> TASK DETAILS
Rewrite the records below with "tail light" replaced by "rear lamp" and nothing else changed. Leave the pictures out.
## start
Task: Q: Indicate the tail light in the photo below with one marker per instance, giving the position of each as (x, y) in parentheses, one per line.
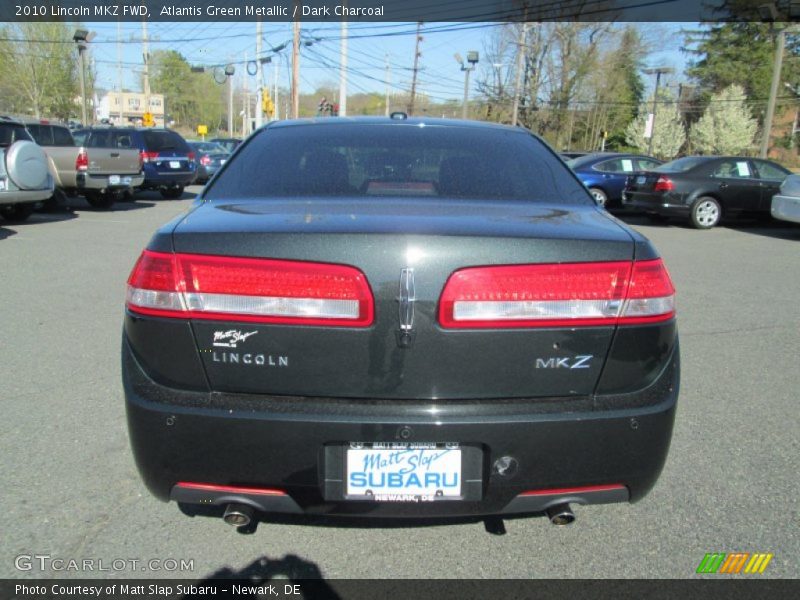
(82, 161)
(663, 184)
(249, 289)
(558, 295)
## end
> RESPONSE TO THE TASK
Task: Q: Indicate the rear lamp in the photo below with one marker per instance, giving the position of each as (x, y) in parentheses, one per line.
(82, 161)
(663, 184)
(249, 289)
(558, 295)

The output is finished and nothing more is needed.